Written instruction: In the following passage on DRAG logic bandwidth allocation, what is the aggregate bandwidth from the switch 210 to the switch-side port 221a at the DRAG box 222?
— START OF Selected passage —
This concept relating to the DRAG logic 221 is also illustrated in FIG. 2D. In this example, some of the servers 225a-225c connected to the DRAG box 222 need varying bandwidth in different time segments. Again, the system 295 in FIG. 2D includes substantially the same structure and elements, such as the switch 210, DRAG box 222, servers 225a-225c as described in detail above with reference to FIG. 2A, and thus are not described in detail here. In particular, the example in FIG. 2D illustrates that the bandwidth allocation for system 295 can be dynamically adjusted by the DRAG logic 221 in a manner that is specifically adapted to the operational conditions for a time segments. The bar graphs 260 and 265 illustrate that the bandwidth allocated for the servers 225a-225c can vary from a first time segment, corresponding to bar graph 260, to a subsequent time segment, corresponding to bar graph 265, showing the temporal aspects of the bandwidth allocation, thereby changing with time (as the bandwidth demands may change).

In this example, there may be four lanes from the switch 210 from port 211a connected to the switch-side port 221a at the DRAG box 222, each supporting a bandwidth of 50 G. Thus, the aggregate bandwidth from the switch 210 to the switch-side port 221a at the DRAG box 222 can be 200 G. Also, the ports 226a-226c at respective servers 225a-225c may have an aggregate peak bandwidth of 400 G. However, the server ports 226a-226c may not be allocated by the DRAG logic 221 to use the peak bandwidth at the current time (e.g., associated with the time segment represented by bar graph 260). As alluded to above, the DRAG logic 221 may periodically handshake with the servers 225a-225c in order to determine the current bandwidth demands for each of the servers 225a-225c in a dynamic manner. In the example, the DRAG logic 221 may perform a handshake at a time segment represented by the bar graph 265. Accordingly, the DRAG logic 221 being aware of the bandwidth utilization and the current bandwidth demands for all of the servers 225a-225c, can adjust the amount of bandwidth allocated to each sever and specific to the operational demands for that time segment.
— END OF Selected passage —
— START OF Dataset content —
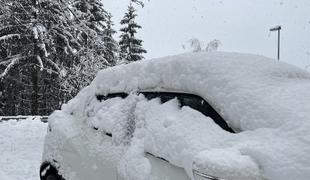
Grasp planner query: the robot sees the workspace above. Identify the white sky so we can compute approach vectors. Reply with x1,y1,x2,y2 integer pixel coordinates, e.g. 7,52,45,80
102,0,310,68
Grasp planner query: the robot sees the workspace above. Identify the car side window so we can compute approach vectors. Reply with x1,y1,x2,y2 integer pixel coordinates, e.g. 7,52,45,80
141,92,234,133
96,91,234,133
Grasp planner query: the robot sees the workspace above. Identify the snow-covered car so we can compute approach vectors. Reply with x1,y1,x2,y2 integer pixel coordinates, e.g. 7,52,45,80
40,52,310,180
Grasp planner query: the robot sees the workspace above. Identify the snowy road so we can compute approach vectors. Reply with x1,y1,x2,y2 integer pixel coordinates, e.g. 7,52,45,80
0,119,47,180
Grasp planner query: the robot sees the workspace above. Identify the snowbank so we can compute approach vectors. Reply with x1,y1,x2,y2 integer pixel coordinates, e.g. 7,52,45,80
0,117,47,180
58,52,310,180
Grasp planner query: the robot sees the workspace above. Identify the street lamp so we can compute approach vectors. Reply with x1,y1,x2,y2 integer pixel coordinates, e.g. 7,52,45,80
270,26,281,61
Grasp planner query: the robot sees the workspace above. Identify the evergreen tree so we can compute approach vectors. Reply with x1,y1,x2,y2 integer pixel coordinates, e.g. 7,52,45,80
0,0,78,115
103,13,118,66
62,0,117,99
119,4,147,63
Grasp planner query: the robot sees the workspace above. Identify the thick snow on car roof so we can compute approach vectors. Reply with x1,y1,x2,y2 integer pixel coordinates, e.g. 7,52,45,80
57,52,310,180
94,52,310,131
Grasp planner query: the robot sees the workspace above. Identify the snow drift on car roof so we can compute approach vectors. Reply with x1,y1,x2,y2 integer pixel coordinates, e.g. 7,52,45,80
93,52,310,131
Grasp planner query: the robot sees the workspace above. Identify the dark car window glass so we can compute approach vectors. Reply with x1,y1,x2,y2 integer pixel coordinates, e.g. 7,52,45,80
96,92,234,133
141,92,234,133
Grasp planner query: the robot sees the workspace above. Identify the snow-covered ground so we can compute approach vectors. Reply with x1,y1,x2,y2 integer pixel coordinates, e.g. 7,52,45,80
0,119,47,180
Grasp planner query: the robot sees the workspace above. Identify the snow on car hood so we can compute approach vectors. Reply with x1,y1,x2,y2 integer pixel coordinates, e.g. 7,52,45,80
62,52,310,180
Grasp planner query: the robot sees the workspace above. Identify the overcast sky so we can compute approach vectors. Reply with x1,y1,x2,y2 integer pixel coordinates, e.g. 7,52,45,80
102,0,310,68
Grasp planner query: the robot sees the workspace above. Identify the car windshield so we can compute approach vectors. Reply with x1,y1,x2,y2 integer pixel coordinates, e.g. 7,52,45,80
141,92,234,132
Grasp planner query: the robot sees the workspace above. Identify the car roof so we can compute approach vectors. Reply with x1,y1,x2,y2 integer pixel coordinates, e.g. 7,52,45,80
91,52,310,130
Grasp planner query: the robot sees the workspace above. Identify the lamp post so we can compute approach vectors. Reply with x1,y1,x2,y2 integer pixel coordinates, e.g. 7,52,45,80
270,26,281,61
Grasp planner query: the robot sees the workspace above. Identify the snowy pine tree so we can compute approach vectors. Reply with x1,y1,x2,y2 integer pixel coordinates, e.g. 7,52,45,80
103,13,118,65
0,0,78,115
119,4,147,63
62,0,117,99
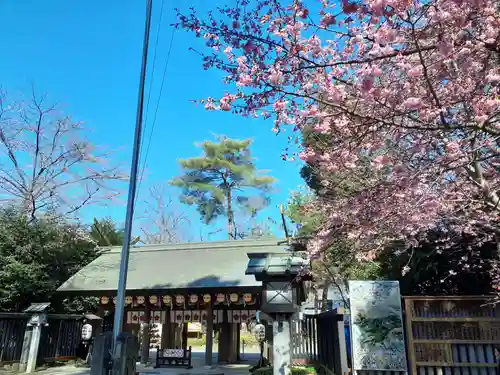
— END OF Dataset content —
Written solution: 200 G, from four lanes that each support 50 G.